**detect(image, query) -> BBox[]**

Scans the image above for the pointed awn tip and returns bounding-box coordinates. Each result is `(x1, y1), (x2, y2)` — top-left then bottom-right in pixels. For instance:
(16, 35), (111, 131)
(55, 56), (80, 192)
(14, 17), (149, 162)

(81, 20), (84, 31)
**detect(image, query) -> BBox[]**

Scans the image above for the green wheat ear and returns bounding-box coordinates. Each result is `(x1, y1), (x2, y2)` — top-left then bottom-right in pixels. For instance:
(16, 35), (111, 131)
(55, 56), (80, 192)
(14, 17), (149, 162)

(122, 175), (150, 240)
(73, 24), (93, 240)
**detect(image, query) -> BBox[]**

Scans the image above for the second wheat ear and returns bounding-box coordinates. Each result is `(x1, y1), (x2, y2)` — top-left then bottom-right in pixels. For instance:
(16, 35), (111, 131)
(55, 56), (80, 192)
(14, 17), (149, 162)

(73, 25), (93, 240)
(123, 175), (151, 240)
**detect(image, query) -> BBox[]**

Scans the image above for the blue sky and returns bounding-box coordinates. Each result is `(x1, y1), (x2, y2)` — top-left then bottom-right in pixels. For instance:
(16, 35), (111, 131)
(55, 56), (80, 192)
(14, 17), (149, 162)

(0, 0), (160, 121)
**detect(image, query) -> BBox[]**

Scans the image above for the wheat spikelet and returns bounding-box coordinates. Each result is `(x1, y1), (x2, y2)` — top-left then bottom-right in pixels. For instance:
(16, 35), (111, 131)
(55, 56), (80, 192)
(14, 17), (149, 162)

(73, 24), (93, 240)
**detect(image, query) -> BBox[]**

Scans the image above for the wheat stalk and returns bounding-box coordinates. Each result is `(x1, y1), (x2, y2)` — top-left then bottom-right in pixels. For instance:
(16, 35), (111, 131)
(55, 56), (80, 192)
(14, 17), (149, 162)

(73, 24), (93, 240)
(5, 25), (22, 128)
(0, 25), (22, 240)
★ ★ ★ ★ ★
* _ACTION ITEM_
Every line that contains the string "right" should be copied from the records.

* _ANSWER BELOW_
Scans the image above for the pointed awn tip and returns bounding-box coordinates. Each result is `(x1, y1), (x2, y2)` — top-left then bottom-right in pixels. For instance:
Scans the image above for the green wheat ear and returns bounding-box coordinates. Each result is `(x1, y1), (x2, y2)` — top-left then bottom-right in pixels. For instance:
Scans the image above for the second wheat ear and returns bounding-box coordinates. Each result is `(x1, y1), (x2, y2)` — top-left then bottom-right in pixels. For instance:
Scans the image above for the blue sky and returns bounding-box coordinates. Each result is `(x1, y1), (x2, y2)` — top-left then bottom-right in pixels. For instance:
Scans the image above for the wheat spikelet and returns bounding-box coordinates. Each result is `(x1, y1), (x2, y2)` — top-left then bottom-right in pixels. For instance:
Scans the image above for the wheat stalk and returns bounding-box coordinates. Each result is `(x1, y1), (x2, y2)` — top-left then bottom-right in pixels. For instance:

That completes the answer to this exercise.